Copy every item below word for word, leaving out the pictures.

[Dataset items]

----

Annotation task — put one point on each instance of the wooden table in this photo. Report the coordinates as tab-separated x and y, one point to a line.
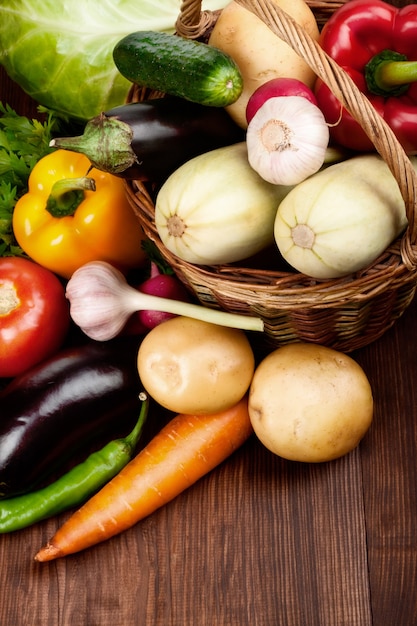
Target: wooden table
258	542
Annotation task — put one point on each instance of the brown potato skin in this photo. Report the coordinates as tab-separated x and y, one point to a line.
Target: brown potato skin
310	403
194	367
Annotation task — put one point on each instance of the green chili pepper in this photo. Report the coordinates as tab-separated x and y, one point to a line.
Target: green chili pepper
77	485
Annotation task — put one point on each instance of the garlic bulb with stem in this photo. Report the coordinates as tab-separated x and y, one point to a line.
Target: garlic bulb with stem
287	139
101	302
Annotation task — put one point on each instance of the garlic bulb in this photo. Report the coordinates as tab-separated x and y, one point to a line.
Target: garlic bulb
101	302
287	139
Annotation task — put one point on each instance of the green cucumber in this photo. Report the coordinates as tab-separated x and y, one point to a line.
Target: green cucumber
180	67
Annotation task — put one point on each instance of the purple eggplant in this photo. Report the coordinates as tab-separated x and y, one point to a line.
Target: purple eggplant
59	408
148	140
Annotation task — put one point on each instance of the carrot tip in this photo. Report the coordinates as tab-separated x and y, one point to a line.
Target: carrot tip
47	553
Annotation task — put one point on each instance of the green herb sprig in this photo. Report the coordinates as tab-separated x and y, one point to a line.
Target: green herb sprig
23	142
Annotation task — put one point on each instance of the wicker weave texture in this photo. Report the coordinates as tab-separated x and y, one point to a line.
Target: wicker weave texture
346	313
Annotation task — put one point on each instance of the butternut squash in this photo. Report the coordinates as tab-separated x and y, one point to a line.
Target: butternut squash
258	52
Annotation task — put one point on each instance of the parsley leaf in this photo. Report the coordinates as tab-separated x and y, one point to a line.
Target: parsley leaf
23	142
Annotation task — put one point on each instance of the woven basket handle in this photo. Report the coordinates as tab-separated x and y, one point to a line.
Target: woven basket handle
358	106
192	22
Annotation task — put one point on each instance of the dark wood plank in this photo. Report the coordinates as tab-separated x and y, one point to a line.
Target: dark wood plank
390	475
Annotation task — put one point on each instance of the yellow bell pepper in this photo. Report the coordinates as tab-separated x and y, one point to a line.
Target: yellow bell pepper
72	215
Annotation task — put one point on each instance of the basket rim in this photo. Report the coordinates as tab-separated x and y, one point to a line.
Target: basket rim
267	291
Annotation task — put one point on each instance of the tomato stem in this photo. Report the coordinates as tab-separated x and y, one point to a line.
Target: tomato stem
8	300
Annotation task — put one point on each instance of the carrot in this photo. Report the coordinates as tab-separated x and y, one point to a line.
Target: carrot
186	449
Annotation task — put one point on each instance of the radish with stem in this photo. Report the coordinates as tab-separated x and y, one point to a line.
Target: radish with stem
101	302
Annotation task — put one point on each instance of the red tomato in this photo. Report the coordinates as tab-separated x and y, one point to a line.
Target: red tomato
34	315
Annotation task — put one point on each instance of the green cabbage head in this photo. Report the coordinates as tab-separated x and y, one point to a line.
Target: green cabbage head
60	52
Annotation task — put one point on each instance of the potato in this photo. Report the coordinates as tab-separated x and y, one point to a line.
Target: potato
258	52
189	366
310	403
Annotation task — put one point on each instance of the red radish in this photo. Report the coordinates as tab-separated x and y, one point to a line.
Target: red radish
102	301
164	286
276	88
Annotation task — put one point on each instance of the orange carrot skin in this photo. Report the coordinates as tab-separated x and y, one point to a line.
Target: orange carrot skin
186	449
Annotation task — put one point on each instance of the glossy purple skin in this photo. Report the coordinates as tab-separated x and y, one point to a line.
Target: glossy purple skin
58	408
167	132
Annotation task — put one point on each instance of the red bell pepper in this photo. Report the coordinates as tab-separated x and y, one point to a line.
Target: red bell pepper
376	44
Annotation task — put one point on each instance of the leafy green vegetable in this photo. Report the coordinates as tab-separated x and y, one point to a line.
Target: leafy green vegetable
60	52
22	143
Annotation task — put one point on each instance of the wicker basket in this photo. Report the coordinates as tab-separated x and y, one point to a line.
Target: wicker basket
345	313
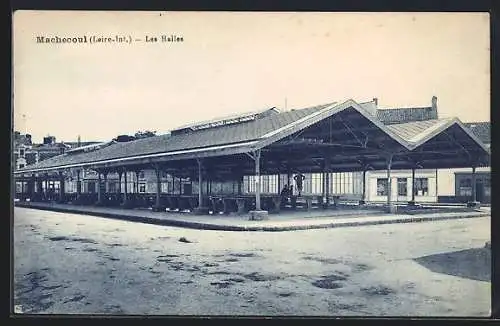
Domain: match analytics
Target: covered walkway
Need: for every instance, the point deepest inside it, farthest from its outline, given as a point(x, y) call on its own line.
point(325, 139)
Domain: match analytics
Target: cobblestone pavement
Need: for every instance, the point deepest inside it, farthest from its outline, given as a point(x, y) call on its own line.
point(67, 263)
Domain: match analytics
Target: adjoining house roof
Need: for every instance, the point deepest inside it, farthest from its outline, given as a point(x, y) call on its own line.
point(481, 129)
point(412, 131)
point(403, 115)
point(223, 135)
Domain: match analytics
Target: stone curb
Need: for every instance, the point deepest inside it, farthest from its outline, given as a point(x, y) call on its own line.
point(218, 227)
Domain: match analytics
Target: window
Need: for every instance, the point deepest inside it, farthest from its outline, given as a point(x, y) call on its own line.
point(402, 187)
point(421, 186)
point(382, 188)
point(465, 187)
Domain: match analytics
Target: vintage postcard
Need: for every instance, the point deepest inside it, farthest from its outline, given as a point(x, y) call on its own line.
point(251, 164)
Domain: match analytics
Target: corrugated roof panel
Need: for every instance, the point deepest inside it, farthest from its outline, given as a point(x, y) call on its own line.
point(412, 130)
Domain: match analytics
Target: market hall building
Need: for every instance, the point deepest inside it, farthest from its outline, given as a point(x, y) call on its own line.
point(251, 162)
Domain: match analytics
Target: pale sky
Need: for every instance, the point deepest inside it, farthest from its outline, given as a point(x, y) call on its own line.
point(238, 62)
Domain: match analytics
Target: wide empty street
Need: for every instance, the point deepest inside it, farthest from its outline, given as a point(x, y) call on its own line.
point(78, 264)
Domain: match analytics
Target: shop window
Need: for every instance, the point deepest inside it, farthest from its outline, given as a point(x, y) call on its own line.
point(402, 187)
point(382, 187)
point(421, 186)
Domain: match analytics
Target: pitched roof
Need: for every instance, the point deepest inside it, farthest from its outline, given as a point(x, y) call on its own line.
point(403, 115)
point(481, 129)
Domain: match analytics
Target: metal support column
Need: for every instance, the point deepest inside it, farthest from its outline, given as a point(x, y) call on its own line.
point(78, 185)
point(125, 190)
point(200, 209)
point(474, 193)
point(413, 189)
point(257, 214)
point(61, 187)
point(257, 180)
point(390, 206)
point(363, 186)
point(99, 188)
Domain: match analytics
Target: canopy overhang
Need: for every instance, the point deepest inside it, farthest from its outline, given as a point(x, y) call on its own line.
point(338, 138)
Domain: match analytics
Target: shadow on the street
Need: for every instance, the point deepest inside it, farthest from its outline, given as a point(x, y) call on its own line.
point(474, 263)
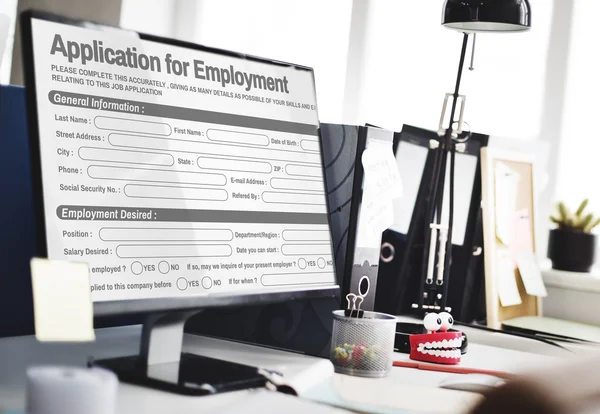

----

* **EXERCISE ANSWER**
Annotation task — put one point on each instance of the wooden table in this photo. Report the coordinates as tab-separated x and y, one point to a line.
Target: wooden table
258	542
Annotation task — put one point on each instance of the brown potato skin in this photo. Report the coordinates as tab-separated x and y, one point to a line.
Target: brown potato skin
310	403
194	367
Annotation task — put one point on each instance of the green chili pepper in this photo. Report the coordinates as tab-separated x and y, one point to a line.
Target: green chili pepper
77	485
Annotation task — put one point on each instance of the garlic bulb with stem in this photo. Report the coordinates as tab-separated x and y, one point to a line.
Target: garlic bulb with stem
287	139
101	302
Annotation task — put one point on each instance of the garlic bulb in this photo. Report the coordinates as tab-separated x and y, one point to a line.
Target: garlic bulb
101	302
287	139
Annotation task — put one point on each instance of the green cucumber in this photo. Report the coordinates as tab-separated x and y, one point to a line.
Target: green cucumber
180	67
Annotation task — put one point on each instance of the purple eggplant in this photo. Report the coordinates as tab-separated x and y, one point to a line.
Target: purple eggplant
59	408
148	140
Annotation task — put one point on each instance of the carrot tip in this photo. Report the coordinates as tab-separated x and y, one point to a line.
Target: carrot tip
47	553
Annotation task — put one point on each instance of the green herb sprig in this photo. Report the coordinates as tab-separated x and y, one point to a line.
Target: green herb sprig
23	142
Annotation task — put one point on each instance of the wicker weave texture in this photo. Report the coordinates as tab-separated x and y, one point to a line.
Target: wicker weave texture
346	313
Annotation task — put one point on each instance of the butternut squash in this photo. Report the coordinates as tab-separated x and y, one point to a line.
Target: butternut squash
258	52
Annotation task — put one point on each instance of the parsley leaf in this photo. Report the coordinates as tab-separated x and y, one point to a line.
Target: parsley leaf
23	142
Annotation task — put one point on each instance of the woven basket handle in this photo. Report the coordinates as tab-separated x and y, one point to a line.
Target: woven basket handle
358	106
192	22
Annotation task — put one point on each instance of the dark wood plank in this photo. Report the coordinates as tab-separated x and y, one point to a line.
Target: dark wood plank
390	475
Annotation task — put one point on each instance of the yellow bell pepper in this photo. Report the coordinates as tab-separated x and y, one point to a line.
Target: yellow bell pepper
72	215
Annotation task — put one point on each instance of the basket rim in this photo. Report the coordinates as tab-separated x and y, one point to a line.
Target: basket rim
267	291
Annotation task — put one point on each instance of the tomato stem in this photo. Report the coordinates as tab-separated x and y, one point to a line.
Target: tomato stem
8	300
Annotation task — put one point on each instance of the carrot in this photo. Report the coordinates as tab-separated x and y, one point to a line.
Target: carrot
186	449
Annotation task — put one point on each instance of the radish with stem in this photo. Report the coordinates as tab-separated x and y, one point to a line.
Target: radish with stem
101	302
Annotation task — put one point on each instance of the red tomato in this photo. Report the coordinates as tab-separated x and y, one point to a line.
Target: red tomato
34	315
Annotation task — put one point on each instance of the green cabbage head in this photo. Report the coordinates as tab-separated x and y, one point to a line.
Target: green cabbage head
60	52
Annotation task — put one point on each instance of the potato in this photo. Report the coordinates as tab-separated x and y, one point to a line.
Target: potato
258	52
189	366
310	403
Annotation task — put one point on each instance of the red radish in this photo. Report the coordinates as tab-separated x and y, one point to a line.
Target: red radish
102	301
164	286
276	88
Annotation task — put one point on each instance of the orange carrot skin in this photo. Report the coordinates as tab-separated x and y, one point to a line.
Target: orange carrot skin
186	449
Annotation task — put one point on each instance of the glossy purple skin in this photo. Report the coordinates as tab-separated x and y, one point to a line.
Target: glossy purple skin
58	408
167	132
Annotation task — put one point on each instance of the red bell pepper in this photo. Report the coordinates as tab-separated x and y, one point to a line.
Target: red bell pepper
376	44
Annotation task — put one point on each instance of the leafy green vegetable in this photo. Report the coordinates as tab-separated x and y, one point to a line.
Target: leafy green vegetable
60	52
22	143
Annotation task — put one point on each instance of the wicker basket in this photo. Report the coordinates as tab-separated x and y, one point to a line.
Target: wicker basket
345	313
Domain: match analytics
Target: covered walkway
Need: for every instance, the point deepest inside it, farthest from its outline, given as a point(x, y) call on its own line.
point(325, 139)
Domain: match analytics
Target: cobblestone pavement
Need: for every instance, the point deepest inside it, farthest from its outline, given as a point(x, y) call on its own line.
point(67, 263)
Domain: match analytics
Target: adjoining house roof
Need: for every instance, the point deepest inside it, farthest from its outline, given as a point(x, y) call on its own line.
point(481, 129)
point(412, 131)
point(403, 115)
point(223, 135)
Domain: match analytics
Target: stone curb
Need: for every instance, the point deepest inside it, farthest from its outline, given as a point(x, y) call on its own line.
point(218, 227)
Domain: match analytics
Target: window
Need: for every instance, the point deepest inside it, farthest from its outline, given as a point(x, y) call on its own line.
point(402, 187)
point(421, 186)
point(382, 188)
point(465, 187)
Domain: match analytics
Target: vintage postcard
Need: for every instance, the point deepest inside it, farthest from its outline, given as a point(x, y) call on its own line.
point(251, 164)
Domain: match analytics
Target: corrugated roof panel
Need: for every instance, the point deepest inside it, farthest from its outline, given as a point(x, y) call on its own line.
point(412, 130)
Domain: match analytics
Target: market hall building
Need: for every instance, the point deepest inside it, farthest from its outline, given as a point(x, y) call on its own line.
point(251, 162)
Domain: match analytics
Target: pale sky
Need: for every instance, the point deepest inside it, farthest from its outline, given as a point(x, y) call on its own line.
point(238, 62)
Domain: match analytics
Target: wide empty street
Need: for every instance, the point deepest inside it, farthest from its outline, given as a point(x, y) call on its own line.
point(78, 264)
Domain: match analytics
Target: shop window
Need: for every instance, the point deepest inside it, farthest from its outline, given as a point(x, y) call on its own line.
point(402, 187)
point(382, 187)
point(421, 186)
Domain: match analytics
Target: pitched roof
Need: for every instance, the point deepest inside it, farthest from its outline, given as a point(x, y) call on its own line.
point(403, 115)
point(481, 129)
Domain: match analytics
Target: metal support column
Need: for every instance, the point deepest inside it, farthest from its outline, given as a point(x, y) call on its own line.
point(78, 185)
point(125, 190)
point(200, 209)
point(474, 193)
point(413, 189)
point(257, 214)
point(61, 187)
point(257, 180)
point(390, 206)
point(363, 186)
point(99, 188)
Domain: match analytics
Target: canopy overhang
Need: for every instance, the point deepest inside it, farthest from its outline, given as a point(x, y) call on its own line.
point(338, 138)
Domain: match analytics
Target: shadow on the street
Need: for every instance, the point deepest inside it, farthest from its outline, given as a point(x, y) call on its own line.
point(474, 263)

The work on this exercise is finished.